__Records provided__:
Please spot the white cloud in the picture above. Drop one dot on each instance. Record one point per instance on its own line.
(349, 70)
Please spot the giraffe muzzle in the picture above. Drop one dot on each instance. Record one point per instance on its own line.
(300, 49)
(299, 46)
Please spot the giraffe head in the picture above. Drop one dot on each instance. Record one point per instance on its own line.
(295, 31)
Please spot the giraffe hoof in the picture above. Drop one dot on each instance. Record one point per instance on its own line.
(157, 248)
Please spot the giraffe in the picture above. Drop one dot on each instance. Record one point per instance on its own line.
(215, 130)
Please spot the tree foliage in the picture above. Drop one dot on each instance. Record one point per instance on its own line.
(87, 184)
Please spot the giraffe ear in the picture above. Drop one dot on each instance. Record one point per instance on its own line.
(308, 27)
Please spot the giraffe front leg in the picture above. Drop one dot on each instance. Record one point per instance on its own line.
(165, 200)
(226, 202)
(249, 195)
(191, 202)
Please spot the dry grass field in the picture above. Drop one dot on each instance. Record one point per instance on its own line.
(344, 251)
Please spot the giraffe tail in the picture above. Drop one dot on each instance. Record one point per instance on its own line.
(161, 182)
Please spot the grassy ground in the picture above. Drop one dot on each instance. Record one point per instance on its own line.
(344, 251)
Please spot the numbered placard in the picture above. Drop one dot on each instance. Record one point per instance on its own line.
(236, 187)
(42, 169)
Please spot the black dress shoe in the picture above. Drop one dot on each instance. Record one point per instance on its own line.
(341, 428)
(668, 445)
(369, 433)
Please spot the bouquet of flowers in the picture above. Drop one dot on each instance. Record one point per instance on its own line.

__Task objective__:
The full set of records must be transcribed character for character.

__The answer__:
Please spot the white cloud in the picture above. Drop one dot on each instance. Record one point per instance on its own line.
(349, 70)
Please spot the giraffe muzzle in the picture above. Drop one dot on each instance. Record one point per instance on its own line.
(300, 49)
(299, 46)
Please spot the giraffe head in the picture above. Drop one dot on each instance. Record one point per instance on its own line.
(295, 31)
Please spot the giraffe hoof in the picture above. Drop one dot on each instance. Record one point per instance on its own line.
(157, 248)
Please spot the giraffe in the picture above. Drop one dot on each instance. Record one point per instance on its own line.
(215, 130)
Please spot the tree foliage in the picture above. Drop one dot on each instance. Record one point per instance on its own line.
(87, 184)
Please spot the giraffe ear in the picture above. Drop one dot on each instance. Record one point per instance on its own line.
(308, 27)
Please spot the giraffe front leg in the picture above. Drop one dot on each instance. Record one point per instance on its own line.
(165, 200)
(226, 202)
(249, 195)
(191, 202)
Please spot the dry grass field in the picture above. Drop one dot on each instance. Record one point per instance on its own line.
(344, 251)
Please spot the giraffe tail in the picture above. Drop one dot on each instance. Record one point per instance on its own line.
(161, 182)
Please spot the grassy ground in the picture above. Drop one dot on each instance. Record one point per instance on its own line.
(344, 251)
Please spot the numbered placard in the picture above. Drop one dot on each instance. Record one point per instance on its own line.
(236, 187)
(42, 169)
Please spot the black dress shoe in the picture above. Drop one dot on each instance. Record one point per instance on its own line.
(341, 428)
(668, 445)
(369, 433)
Please spot the bouquet of flowers in the picture above. Drop one dot on each instance. Record one point per instance on its own line.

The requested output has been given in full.